* **WHAT TO DO**: Print the whole post about the Naxos Music Library word for word.

* **QUOTED TEXT**:
--

Posted by iusbvision on January 26, 2007

One of the hidden gems of the IUSB Schurz Library is its subscription to the Naxos Music Library, an online collection of thousands of recordings. While based mostly in classical music, the collection also includes five other genres of music, including pop/rock. It is accessible to all IUSB students and faculty for research, or simply as an introduction to lesser known genres of music.

“The new service will assist music students and professors who wish to listen to music from home, taking advantage of the ‘Play List’ service,” said Schurz Library administrator Julie Elliot on the IUSB Library blog in 2002, when the Library first signed on to service. “Naxos can be accessed on and off-campus.”

Access to the Naxos Music Library can be made through the IUSB Website, by first clicking the Library link, then Reference and Research, and finally Music, where the Naxos link is available by scrolling down that page. Users will have to enable pop-ups, then click on the tracks they choose to listen to, and press play. Those looking for something in particular can use the search engine embedded in the site, while newcomers can browse through the various categories of music in the sidebar, or click on sections like Repertoire Highlights and New Releases.

--

(Records of labeled points)
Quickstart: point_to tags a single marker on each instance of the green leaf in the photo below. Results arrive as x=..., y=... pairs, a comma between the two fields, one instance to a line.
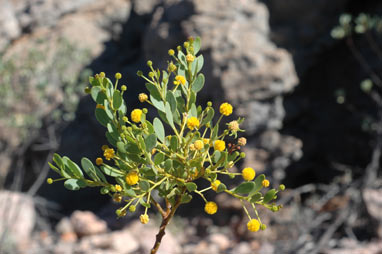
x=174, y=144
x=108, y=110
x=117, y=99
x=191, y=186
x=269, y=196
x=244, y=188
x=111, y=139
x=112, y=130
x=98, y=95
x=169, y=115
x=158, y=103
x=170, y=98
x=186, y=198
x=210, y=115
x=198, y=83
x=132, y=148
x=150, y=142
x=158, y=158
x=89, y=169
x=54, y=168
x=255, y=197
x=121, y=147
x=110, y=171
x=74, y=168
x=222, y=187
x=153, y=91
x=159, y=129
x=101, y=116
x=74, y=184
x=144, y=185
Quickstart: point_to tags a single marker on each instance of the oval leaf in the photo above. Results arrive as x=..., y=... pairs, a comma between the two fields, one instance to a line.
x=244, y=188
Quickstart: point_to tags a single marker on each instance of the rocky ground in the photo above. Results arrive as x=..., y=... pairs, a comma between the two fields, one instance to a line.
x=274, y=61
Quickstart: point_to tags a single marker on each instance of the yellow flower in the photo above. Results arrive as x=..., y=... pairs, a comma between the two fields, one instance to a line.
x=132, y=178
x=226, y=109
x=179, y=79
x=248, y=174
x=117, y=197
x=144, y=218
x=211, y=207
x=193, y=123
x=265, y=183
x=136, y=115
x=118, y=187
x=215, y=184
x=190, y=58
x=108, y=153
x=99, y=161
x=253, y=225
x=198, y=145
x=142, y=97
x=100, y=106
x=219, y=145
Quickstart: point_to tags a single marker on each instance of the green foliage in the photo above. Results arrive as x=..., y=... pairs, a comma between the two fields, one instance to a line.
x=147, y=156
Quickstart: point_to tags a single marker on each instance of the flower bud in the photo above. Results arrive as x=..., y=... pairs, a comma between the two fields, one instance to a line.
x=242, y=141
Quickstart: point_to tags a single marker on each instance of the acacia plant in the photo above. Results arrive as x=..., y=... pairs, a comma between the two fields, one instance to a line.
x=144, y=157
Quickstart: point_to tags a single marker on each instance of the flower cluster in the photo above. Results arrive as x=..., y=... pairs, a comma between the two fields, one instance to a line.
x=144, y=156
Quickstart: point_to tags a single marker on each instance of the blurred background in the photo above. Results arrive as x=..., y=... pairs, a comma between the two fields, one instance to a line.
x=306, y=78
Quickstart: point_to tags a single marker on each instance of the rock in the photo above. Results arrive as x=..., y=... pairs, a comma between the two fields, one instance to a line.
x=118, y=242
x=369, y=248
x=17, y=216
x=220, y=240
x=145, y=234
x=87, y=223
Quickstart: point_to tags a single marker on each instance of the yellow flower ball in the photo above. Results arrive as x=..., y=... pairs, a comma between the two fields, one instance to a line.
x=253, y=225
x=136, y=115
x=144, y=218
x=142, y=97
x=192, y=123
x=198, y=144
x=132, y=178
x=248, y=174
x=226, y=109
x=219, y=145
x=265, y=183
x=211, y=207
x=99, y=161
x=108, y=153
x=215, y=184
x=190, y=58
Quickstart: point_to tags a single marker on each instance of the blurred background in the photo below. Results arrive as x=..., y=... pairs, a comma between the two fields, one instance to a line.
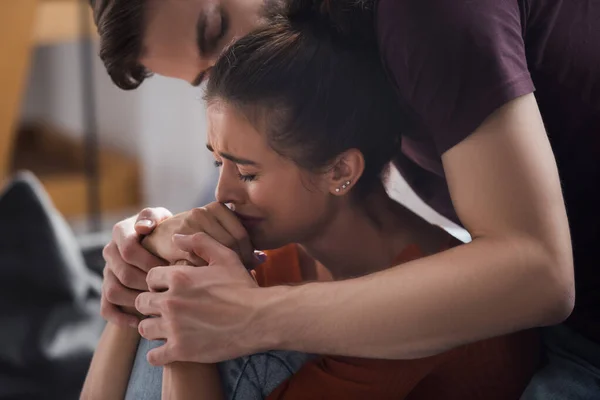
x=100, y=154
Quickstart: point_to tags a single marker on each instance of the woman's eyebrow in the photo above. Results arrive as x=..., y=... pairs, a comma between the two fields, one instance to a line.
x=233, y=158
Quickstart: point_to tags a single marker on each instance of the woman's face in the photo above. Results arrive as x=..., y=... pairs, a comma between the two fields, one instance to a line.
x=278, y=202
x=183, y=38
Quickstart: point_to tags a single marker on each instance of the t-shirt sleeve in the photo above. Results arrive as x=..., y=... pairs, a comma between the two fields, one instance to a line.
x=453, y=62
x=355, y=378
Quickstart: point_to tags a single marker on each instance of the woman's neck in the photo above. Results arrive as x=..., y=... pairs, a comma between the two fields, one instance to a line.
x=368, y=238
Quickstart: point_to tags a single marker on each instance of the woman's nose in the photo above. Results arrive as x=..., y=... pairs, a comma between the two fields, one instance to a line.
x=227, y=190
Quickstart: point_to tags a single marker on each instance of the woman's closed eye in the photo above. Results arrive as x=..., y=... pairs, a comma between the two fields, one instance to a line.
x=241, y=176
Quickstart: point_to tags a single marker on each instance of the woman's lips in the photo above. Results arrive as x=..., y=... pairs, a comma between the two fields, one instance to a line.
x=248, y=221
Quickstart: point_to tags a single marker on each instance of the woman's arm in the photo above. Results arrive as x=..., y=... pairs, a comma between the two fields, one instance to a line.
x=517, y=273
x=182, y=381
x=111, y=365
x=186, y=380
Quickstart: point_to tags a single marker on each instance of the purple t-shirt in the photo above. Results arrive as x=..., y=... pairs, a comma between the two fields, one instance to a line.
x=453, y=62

--

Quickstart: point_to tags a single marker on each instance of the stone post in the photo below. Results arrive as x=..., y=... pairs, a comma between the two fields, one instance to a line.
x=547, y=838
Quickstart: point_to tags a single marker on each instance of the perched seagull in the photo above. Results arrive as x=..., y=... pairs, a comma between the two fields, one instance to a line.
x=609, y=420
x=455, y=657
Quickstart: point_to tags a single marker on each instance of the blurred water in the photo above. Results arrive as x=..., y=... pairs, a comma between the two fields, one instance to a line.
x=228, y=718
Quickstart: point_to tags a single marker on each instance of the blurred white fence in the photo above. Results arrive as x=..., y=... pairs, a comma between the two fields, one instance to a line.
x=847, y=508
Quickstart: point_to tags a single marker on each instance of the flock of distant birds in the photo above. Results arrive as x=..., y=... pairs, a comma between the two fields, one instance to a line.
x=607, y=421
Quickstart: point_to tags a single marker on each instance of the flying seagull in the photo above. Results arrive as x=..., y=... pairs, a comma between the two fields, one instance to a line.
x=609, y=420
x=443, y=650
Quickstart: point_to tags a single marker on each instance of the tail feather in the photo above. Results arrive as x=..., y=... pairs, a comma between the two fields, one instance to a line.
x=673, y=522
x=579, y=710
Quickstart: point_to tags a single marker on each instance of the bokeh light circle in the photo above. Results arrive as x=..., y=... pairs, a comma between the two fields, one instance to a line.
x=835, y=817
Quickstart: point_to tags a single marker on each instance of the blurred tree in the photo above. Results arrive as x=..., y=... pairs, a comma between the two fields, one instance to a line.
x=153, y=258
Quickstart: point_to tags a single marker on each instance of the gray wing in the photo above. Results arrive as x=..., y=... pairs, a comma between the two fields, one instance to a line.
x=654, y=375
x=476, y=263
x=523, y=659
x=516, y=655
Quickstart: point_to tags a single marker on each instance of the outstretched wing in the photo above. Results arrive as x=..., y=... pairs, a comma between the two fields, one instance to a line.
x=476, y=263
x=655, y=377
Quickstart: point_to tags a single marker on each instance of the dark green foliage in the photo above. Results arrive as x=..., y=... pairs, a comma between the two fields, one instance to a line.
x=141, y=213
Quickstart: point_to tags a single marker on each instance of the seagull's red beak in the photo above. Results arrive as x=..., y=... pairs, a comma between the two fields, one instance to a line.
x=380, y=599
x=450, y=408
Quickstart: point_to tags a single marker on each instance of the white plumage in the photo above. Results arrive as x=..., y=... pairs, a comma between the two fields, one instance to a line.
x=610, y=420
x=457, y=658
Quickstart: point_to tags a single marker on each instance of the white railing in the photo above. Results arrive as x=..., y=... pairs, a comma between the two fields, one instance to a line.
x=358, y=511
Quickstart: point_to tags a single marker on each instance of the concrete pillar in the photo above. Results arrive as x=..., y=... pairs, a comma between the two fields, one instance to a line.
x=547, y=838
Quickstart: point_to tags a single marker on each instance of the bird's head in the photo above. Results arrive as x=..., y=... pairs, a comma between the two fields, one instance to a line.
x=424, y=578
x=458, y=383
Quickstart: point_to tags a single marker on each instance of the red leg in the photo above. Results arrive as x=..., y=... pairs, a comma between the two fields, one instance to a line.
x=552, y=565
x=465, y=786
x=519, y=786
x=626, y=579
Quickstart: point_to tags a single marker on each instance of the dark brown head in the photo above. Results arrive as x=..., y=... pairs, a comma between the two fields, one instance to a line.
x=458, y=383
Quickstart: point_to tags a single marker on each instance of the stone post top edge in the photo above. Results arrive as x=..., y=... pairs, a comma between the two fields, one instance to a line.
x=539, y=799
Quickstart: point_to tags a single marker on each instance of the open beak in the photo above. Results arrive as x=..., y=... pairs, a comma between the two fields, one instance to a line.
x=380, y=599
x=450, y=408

--

* **RESULT FOR THIS EXERCISE**:
Posted by iusbvision on January 26, 2007

One of the hidden gems of the IUSB Schurz Library is its subscription to the Naxos Music Library, an online collection of thousands of recordings. While based mostly in classical music, the collection also includes five other genres of music, including pop/rock. It is accessible to all IUSB students and faculty for research, or simply as an introduction to lesser known genres of music.

“The new service will assist music students and professors who wish to listen to music from home, taking advantage of the ‘Play List’ service,” said Schurz Library administrator Julie Elliot on the IUSB Library blog in 2002, when the Library first signed on to service. “Naxos can be accessed on and off-campus.”

Access to the Naxos Music Library can be made through the IUSB Website, by first clicking the Library link, then Reference and Research, and finally Music, where the Naxos link is available by scrolling down that page. Users will have to enable pop-ups, then click on the tracks they choose to listen to, and press play. Those looking for something in particular can use the search engine embedded in the site, while newcomers can browse through the various categories of music in the sidebar, or click on sections like Repertoire Highlights and New Releases.